Selected text:
* * * * * * * * *

Analysis of association between coronary artery stenosis and LGE
The association between coronary artery stenosis and presence of LGE was analysed in two ways. In the primary analysis, a perfect match was required between the myocardial segments deemed to be supplied by a coronary artery with stenosis, and the myocardial segment(s) with LGE. However, because of the obvious difficulties in some cases to correctly assess which myocardial segments are supplied by a certain coronary artery we also performed a secondary, less conservative “near match” analysis. Near match was considered to exist even when LGE occurred in any adjacent segment to segments that were deemed to be supplied by a coronary artery with stenosis, with one exception. The border between septum and the free wall was angiographically clear and therefore the segments on different sides of this border were not considered near. The list of segments used when converting “exact match” to “near match” is shown in Additional file 1: Table S1.
For statistical analysis SAS 9.3 was used. Level of significance set at p < 0.05. Fishers exact test was used to compare categorical values for patients. Data by segment were analysed with a generalized estimating equation (GEE) model  that fully accounts for any dependence between segments for the same patient. This approach approximately addresses error estimates in the context of correlated observations. In addition to the univariate model, the relation between severity of stenosis and UMI was also analysed in a multivariate model adding age, gender, diabetes and hypertension as covariates. Age was analysed as a continuous variable. Gender, diabetes and hypertension were analysed as categorical variables. Results were presented as odds ratios (OR) with 95 % confidence intervals (CIs) and p-values. When describing clinical characteristics number (%), mean and standard deviation or median and interquartile range (IQR) were used as appropriate.

* * * * * * * * *

Entries supplied:
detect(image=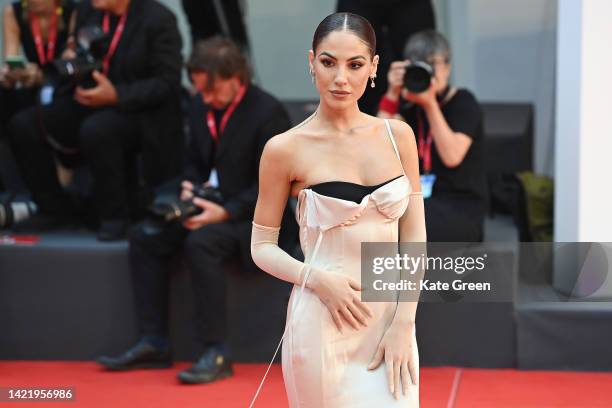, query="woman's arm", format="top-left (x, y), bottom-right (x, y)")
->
top-left (368, 120), bottom-right (427, 399)
top-left (251, 132), bottom-right (372, 331)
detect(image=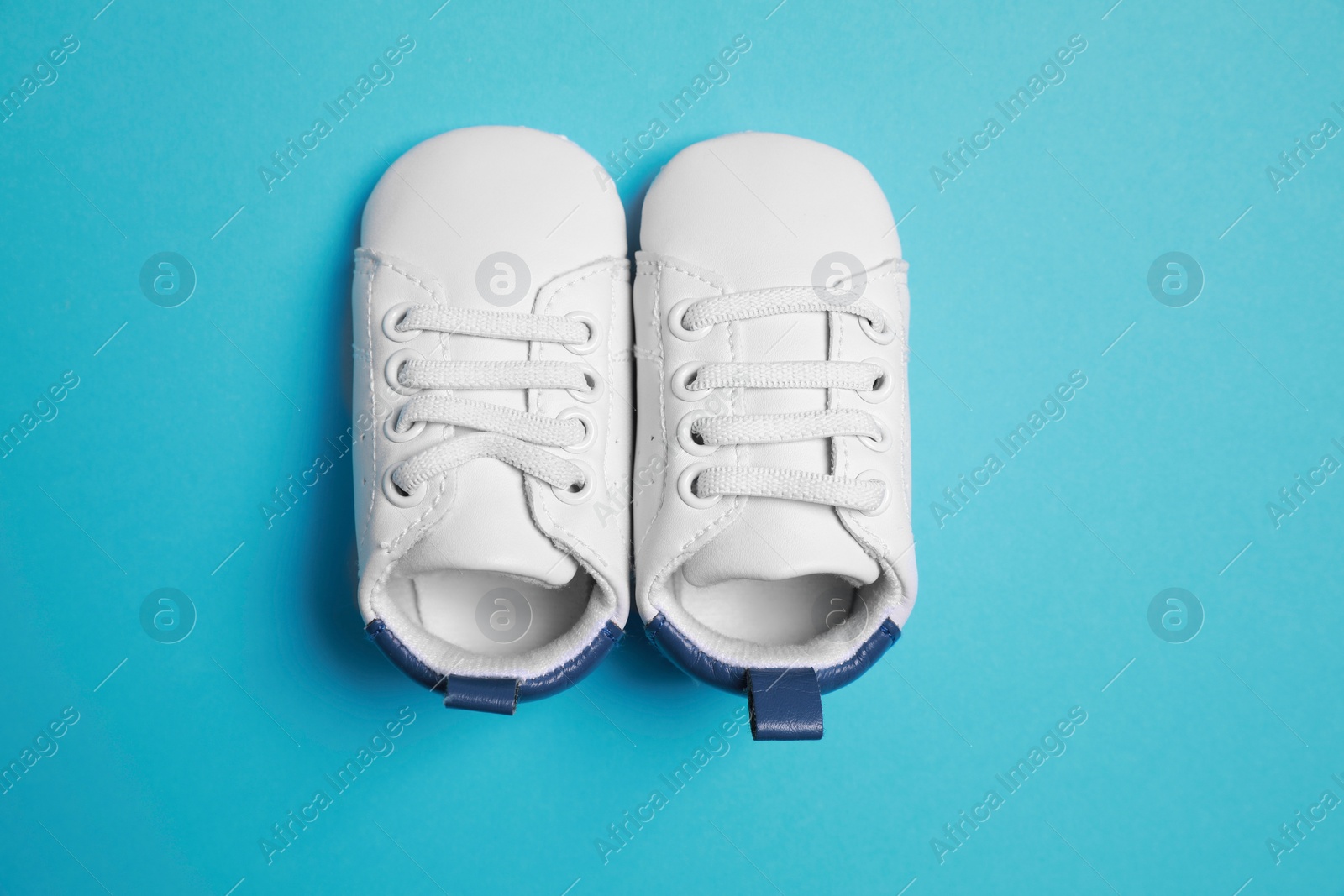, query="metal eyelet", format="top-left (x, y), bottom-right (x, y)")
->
top-left (564, 364), bottom-right (606, 405)
top-left (855, 470), bottom-right (891, 516)
top-left (383, 348), bottom-right (425, 395)
top-left (858, 358), bottom-right (896, 405)
top-left (676, 464), bottom-right (723, 511)
top-left (676, 411), bottom-right (719, 457)
top-left (383, 405), bottom-right (425, 442)
top-left (670, 361), bottom-right (708, 401)
top-left (551, 461), bottom-right (596, 504)
top-left (555, 407), bottom-right (596, 454)
top-left (383, 302), bottom-right (425, 343)
top-left (383, 464), bottom-right (428, 508)
top-left (858, 418), bottom-right (895, 451)
top-left (858, 317), bottom-right (896, 345)
top-left (667, 298), bottom-right (714, 343)
top-left (564, 312), bottom-right (598, 354)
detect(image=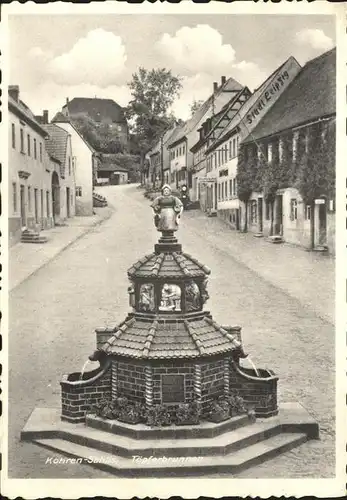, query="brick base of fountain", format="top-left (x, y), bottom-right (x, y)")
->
top-left (21, 192), bottom-right (319, 477)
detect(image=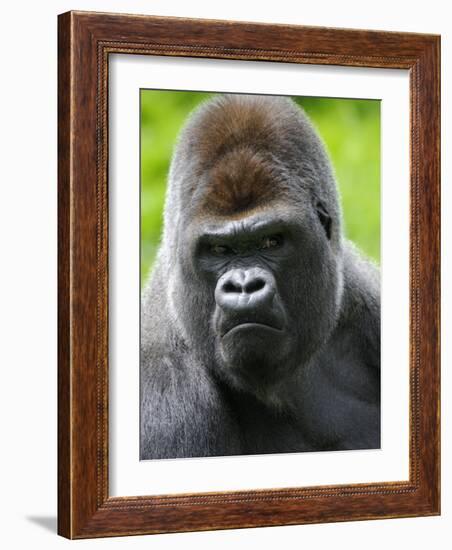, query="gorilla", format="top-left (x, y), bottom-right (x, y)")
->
top-left (140, 94), bottom-right (380, 459)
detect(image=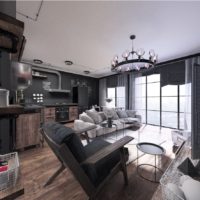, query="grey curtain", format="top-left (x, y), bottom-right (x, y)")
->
top-left (129, 73), bottom-right (135, 110)
top-left (99, 78), bottom-right (107, 106)
top-left (184, 56), bottom-right (200, 142)
top-left (129, 72), bottom-right (142, 110)
top-left (160, 61), bottom-right (185, 87)
top-left (117, 74), bottom-right (128, 109)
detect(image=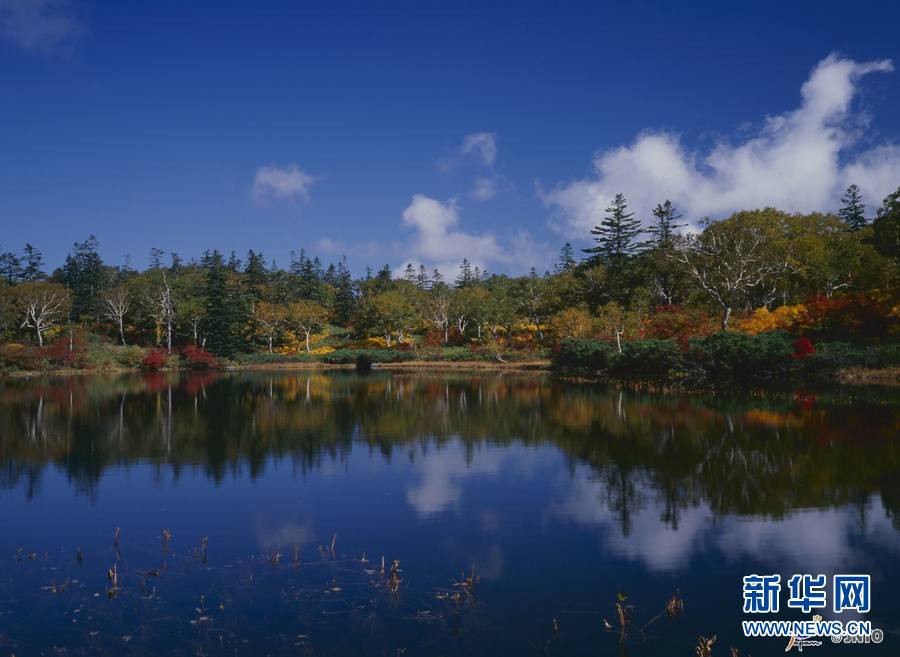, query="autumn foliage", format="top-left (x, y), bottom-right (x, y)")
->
top-left (181, 344), bottom-right (219, 370)
top-left (141, 348), bottom-right (169, 372)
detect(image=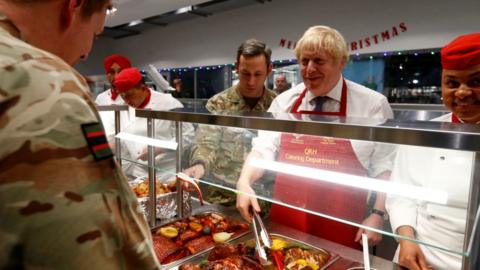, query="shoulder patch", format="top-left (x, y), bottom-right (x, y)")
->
top-left (82, 123), bottom-right (113, 161)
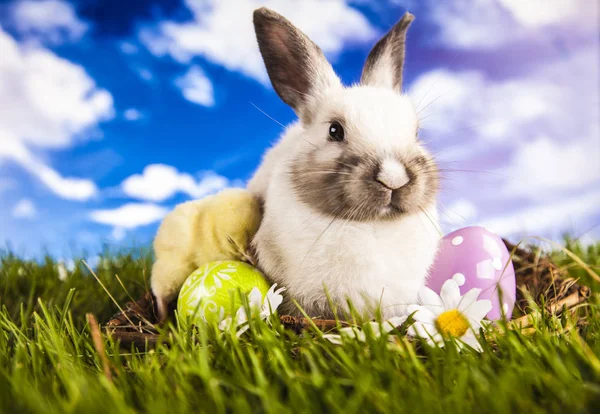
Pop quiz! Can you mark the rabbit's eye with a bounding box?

* * * * * * * * *

Work to complete:
1. In the excerpt on coronary stenosis and LGE, which software was used for statistical analysis?
2. List every covariate that the excerpt on coronary stenosis and LGE says was added in the multivariate model.
3. Carry on the excerpt on coronary stenosis and LGE, starting after its last sentence.
The lines are material separate from the excerpt on coronary stenosis and LGE.

Answers per task:
1. SAS 9.3.

2. Age, gender, diabetes, hypertension

3.
Clinical characteristics and prevalence of UMI
UMIs were found in 58 patients (24.7 %), out of whom 3 patients had two distinctly separate areas of UMI. The background characteristics of the study population stratified in those with and without UMIs are shown in Table 1. UMIs tended to be more common among men compared to women, 44/155 (28 %) vs. 14/80 (18 %) (p = 0.08); and in patients with compared to without diabetes mellitus, 17/49 (35 %) vs. 41/186 (22 %) (p = 0.09). There was no significant difference in left ventricular ejection fraction, 66 % vs. 67 % (p = 0,55).
Areas of LGE without a subendocardial component, i.e. not fulfilling the criteria for UMI, were present in 25 patients (11 %).
Some representative images of UMIs and corresponding coronary angiographies are shown in Fig. 2. Additional files 2, 3 and 4 contains moving images, Additional file 2: short axis 3D CMR, Additional file 3: coronary angiography of LCA, Additional file 4: coronary angiography of RCA.
Size and localization of the UMIs
The LGE was transmural in 21 patients, and subendocardial in 37 patients. The three patients with two distinct UMIs had in two cases two separate subendocardial UMIs and in one case one subendocardial UMI and one transmural UMI. The majority of the UMIs were small, the median size of the UMI was 2.1 g (IQR 0.7 – 4.5 g), and the maximum size was 27.8 g (Additional file 5: Figure S1).
In total 110 myocardial segments were affected in the 58 patients with UMI. The localization of the segments with UMI is shown in Fig. 3. The UMIs were predominately located in the inferior and inferior-lateral myocardial segments (AHA segments 4, 5, 10, 11, 15, 16) with 56 % of the UMIs located in those areas.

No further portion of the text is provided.